This is e talking to start with based on the first couple of weeks of speculation, since there haven’t been too many big moves made…for my Yanks they have theoretically five positions to fill… Starting pitcher, 1B, Starting pitcher, OF (prob LF/CF), Util IF (pref, 2B strong, or 2B/1B/OF psuedo combo)… if there is a need after that some extra BP arms
The obvious element of the team to fill is Startning Pitching, so the obvious place to being is where they theoritically ended… To me, the five core guys from this years staff are all question marks. Moose and Pettite aren’t locks to come back. If neither does that’s two big holes to fill. Wang is slated to return ,but remember, before he got injured he was struggling with some of his control, now, having to recover from the injury and the time off, for a control pitcher, there’s gotta be a question mark. Then there’s the kids, Hughes who is brilliant sometimes and terrible others and seems to have bad luck injuries and Chamberlain who is an emotional rollercoaster and no one knows how he’ll really convert as a starter. Even in a best case scenario with those five, it’s probably not the staff the Yankees are hoping to open a new stadium with, hence the need to get arms outside the organization.
The focus seems to be on bringing an Ace to the team to head up the rotation. A big power arm would fit the bill for most teams. For the Yanks though, the answer might lie deeper than just getting a hard throwing dominant guy. What made their successful staffs in the past was the diversity of the arms, the consistency of how they all threw and the way they really worked to mentor one another and develop as a staff. Under the new regime, after last years too old-meets-too young experiment, they seem to want to move away from both that and the word balance and get a name, perhaps to complete with the big names the BoSox and Mets have. Which, of course, bring CC into the mix.

Task a:
According to the Yankees offseason post, which two pitchers from this year's staff aren't locks to come back?

Record list:
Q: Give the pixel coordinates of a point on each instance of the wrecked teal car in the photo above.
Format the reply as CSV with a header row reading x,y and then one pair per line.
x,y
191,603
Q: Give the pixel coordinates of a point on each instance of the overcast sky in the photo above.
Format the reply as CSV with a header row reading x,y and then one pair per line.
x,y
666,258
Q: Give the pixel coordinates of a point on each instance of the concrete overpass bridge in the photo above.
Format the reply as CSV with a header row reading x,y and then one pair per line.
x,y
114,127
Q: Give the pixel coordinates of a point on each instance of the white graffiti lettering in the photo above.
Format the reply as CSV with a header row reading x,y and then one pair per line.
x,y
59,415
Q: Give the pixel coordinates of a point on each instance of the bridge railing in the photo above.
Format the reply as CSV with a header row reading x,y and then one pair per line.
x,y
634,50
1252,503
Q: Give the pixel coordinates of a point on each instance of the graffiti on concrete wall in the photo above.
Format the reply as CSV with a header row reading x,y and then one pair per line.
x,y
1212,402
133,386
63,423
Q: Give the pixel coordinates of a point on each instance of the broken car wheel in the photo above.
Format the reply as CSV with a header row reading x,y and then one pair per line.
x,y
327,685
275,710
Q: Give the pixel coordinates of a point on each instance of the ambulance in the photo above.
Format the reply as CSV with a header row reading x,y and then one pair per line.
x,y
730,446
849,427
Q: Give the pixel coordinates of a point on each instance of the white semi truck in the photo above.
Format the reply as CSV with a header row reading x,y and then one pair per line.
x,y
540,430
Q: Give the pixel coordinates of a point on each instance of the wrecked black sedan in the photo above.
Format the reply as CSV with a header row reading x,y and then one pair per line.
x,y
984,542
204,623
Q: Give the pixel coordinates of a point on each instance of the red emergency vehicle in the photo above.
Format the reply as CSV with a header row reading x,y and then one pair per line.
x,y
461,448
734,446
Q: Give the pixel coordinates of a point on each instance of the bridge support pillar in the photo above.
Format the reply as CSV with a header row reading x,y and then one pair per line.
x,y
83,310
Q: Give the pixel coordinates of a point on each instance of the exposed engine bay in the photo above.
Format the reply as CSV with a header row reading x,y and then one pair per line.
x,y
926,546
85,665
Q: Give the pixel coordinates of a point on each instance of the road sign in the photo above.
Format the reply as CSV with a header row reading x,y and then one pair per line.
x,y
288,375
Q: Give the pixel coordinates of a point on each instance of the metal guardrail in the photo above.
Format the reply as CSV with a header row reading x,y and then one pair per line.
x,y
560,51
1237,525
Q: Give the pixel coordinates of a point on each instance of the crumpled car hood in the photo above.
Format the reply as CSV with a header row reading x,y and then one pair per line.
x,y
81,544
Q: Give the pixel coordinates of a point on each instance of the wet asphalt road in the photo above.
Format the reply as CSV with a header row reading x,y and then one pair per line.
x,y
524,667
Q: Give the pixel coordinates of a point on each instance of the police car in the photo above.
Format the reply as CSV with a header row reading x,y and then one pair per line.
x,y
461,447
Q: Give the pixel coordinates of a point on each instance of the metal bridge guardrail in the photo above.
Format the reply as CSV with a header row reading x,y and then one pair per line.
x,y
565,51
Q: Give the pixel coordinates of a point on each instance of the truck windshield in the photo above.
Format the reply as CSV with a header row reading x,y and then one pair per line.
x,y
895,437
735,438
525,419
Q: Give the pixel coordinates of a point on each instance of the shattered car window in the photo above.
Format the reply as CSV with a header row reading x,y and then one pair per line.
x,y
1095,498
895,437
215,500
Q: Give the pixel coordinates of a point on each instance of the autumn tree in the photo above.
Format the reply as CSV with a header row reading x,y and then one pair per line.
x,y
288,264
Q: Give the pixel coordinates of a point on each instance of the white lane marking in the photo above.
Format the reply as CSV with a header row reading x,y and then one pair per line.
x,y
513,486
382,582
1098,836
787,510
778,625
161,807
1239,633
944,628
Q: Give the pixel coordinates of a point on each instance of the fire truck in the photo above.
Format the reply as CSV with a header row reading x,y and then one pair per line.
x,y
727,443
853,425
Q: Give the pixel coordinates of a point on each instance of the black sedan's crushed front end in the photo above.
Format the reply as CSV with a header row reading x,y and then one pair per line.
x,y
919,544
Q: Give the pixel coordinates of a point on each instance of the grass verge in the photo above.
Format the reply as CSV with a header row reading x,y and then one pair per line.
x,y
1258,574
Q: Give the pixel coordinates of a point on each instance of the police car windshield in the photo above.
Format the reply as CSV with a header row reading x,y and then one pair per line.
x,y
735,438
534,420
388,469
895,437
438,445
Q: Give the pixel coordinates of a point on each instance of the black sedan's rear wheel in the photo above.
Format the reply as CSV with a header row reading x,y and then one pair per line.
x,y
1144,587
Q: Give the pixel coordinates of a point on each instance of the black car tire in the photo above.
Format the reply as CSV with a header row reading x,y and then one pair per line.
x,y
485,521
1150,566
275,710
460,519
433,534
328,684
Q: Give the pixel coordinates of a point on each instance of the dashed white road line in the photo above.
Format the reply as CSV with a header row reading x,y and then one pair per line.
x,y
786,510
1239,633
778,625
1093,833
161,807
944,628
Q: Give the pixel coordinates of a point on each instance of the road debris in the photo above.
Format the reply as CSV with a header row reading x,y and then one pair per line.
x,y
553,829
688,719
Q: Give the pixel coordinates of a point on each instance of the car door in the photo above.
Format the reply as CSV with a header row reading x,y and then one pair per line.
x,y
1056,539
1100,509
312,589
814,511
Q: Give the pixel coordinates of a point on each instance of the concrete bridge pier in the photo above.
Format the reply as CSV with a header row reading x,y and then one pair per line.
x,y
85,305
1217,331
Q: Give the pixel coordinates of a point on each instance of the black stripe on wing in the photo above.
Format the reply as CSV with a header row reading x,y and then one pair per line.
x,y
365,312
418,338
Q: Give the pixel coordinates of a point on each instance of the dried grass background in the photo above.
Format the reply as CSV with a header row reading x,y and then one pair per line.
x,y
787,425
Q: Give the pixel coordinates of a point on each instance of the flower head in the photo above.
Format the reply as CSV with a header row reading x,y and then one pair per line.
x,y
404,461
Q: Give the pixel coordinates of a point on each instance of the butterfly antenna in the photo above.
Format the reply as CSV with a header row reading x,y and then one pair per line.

Task b:
Find every line in the listing that contains the string "graffiti", matching case exactly, and copy each such line.

Task response a:
Moose and Pettite.

Task response b:
Q: Give the pixel coordinates of a point on each instance of the white graffiti lettering in the photo above.
Q: Give the pixel coordinates of a point on each instance of the graffiti on concrete wall in the photo above.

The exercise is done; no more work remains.